§ What to produce
Can you pick up the physics notes below and carry them on from their last line?
#### Extract to read
Start with 100g, half-life = 1 hour: after 1 hr → 50g, after 2 → 25g, after 3 → 12.5g. Used in carbon dating, nuclear medicine, and reactor design.
Photoelectric Effect
Photoelectric effect: light hits metal → ejects electrons. Proved light is quantized.
Photoelectric Effect
Einstein's Nobel Prize — light comes in packets called photons
Light below a threshold frequency ejects NO electrons regardless of intensity. Above threshold, electrons ARE ejected even at low intensity. Conclusion: light energy comes in discrete quanta (photons), not continuous waves.
Special Relativity Effects
Special relativity: time dilation — moving clocks run slow. Length contraction — moving objects shrink.
Special Relativity Effects
Two strange consequences of moving near the speed of light
Time dilation: a moving clock ticks slower than a stationary one. T = T₀/√(1-v²/c²). At 87% of c, time runs at half speed. Length contraction: moving objects are shorter in the direction of motion. L = L₀√(1-v²/c²). Both effects are reciprocal and only significant near the speed of light.
Fission vs Fusion
Nuclear fission: heavy nucleus splits → lighter nuclei + energy. Fusion: light nuclei combine → heavier + MORE energy.
Fission vs Fusion
Two types of nuclear reactions — both release energy via E=mc²
Fission: U-235 or Pu-239 splits when struck by neutron → chain reaction → nuclear reactor or bomb. Fusion: hydrogen isotopes combine to form helium → powers the sun and stars. Fusion releases more energy per unit mass and produces less radioactive waste but requires extreme temperatures (100 million K).
########
#### Recorded data
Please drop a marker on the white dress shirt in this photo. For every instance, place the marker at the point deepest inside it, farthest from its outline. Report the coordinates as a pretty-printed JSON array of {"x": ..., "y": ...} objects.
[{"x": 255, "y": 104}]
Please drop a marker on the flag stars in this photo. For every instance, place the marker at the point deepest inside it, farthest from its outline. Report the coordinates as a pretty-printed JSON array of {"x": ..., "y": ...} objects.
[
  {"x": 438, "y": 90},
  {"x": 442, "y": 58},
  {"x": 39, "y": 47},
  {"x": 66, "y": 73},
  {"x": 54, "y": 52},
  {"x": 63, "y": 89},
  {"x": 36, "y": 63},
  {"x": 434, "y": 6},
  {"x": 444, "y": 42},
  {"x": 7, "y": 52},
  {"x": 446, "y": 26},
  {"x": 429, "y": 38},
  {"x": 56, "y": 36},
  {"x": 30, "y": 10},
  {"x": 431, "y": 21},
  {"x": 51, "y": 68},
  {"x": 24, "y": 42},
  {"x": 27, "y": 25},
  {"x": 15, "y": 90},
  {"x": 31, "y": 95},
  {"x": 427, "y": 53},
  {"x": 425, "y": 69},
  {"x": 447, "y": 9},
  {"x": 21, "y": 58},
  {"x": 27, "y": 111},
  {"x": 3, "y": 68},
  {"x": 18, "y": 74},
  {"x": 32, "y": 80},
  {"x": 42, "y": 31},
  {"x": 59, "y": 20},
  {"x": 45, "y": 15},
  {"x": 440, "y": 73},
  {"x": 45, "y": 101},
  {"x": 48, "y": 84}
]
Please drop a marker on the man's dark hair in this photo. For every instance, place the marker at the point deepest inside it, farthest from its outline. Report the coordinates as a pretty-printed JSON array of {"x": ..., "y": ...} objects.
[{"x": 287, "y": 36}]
########
§ Written answer
Bohr Model of the Atom
Bohr model: electrons orbit in fixed energy levels. Jump to higher level = absorb photon. Fall to lower = emit photon.
Bohr Model of the Atom
Electrons in fixed orbits — the origin of atomic spectra
Electrons occupy discrete energy levels (shells). To jump to a higher level: must absorb a photon of exactly the right energy (E = hf). When falling to lower level: emits a photon of that energy. Each element has a unique set of energy levels → unique spectral fingerprint. Explains hydrogen spectrum perfectly.
de Broglie Wavelength
de Broglie wavelength: λ = h/mv. All matter has wave properties — more obvious for small, fast particles.
de Broglie Wavelength
Every moving particle has an associated wavelength
Louis de Broglie (1924): matter has wave-like properties. Wavelength λ = h/mv (h = Planck's constant, m = mass, v = velocity). For a baseball: wavelength is absurdly tiny — wave effects unmeasurable. For an electron: wavelength is comparable to atom size — diffraction and interference are real.
Types of Radioactive Decay
Radioactive decay types: Alpha (α) = helium nucleus. Beta (β) = electron or positron. Gamma (γ) = high-energy photon.
Types of Radioactive Decay
Three types of radiation — what each is and how penetrating
Alpha: helium-4 nucleus (2p + 2n). Least penetrating — stopped by paper or skin. Dangerous if inhaled/ingested. Beta: electron (β⁻) or positron (β⁺) from nucleus. Stopped by aluminum foil. Gamma: high-energy electromagnetic radiation. Most penetrating — requires lead or thick concrete. No mass change.
Alpha
Helium nucleus — stopped by paper
Beta
Electron/positron — stopped by aluminum
Gamma
High-energy photon — requires lead shielding
Quantum Tunneling
Quantum tunneling: particle passes through a barrier it classically shouldn't have enough energy to cross
Quantum Tunneling
The quantum mechanical effect that makes nuclear fusion possible
Classical physics: a particle can't cross an energy barrier higher than its kinetic energy. Quantum mechanics: the particle's wave function extends through the barrier — there's a probability of finding it on the other side. Applications: tunnel diodes, scanning tunneling microscopes, nuclear fusion in stars.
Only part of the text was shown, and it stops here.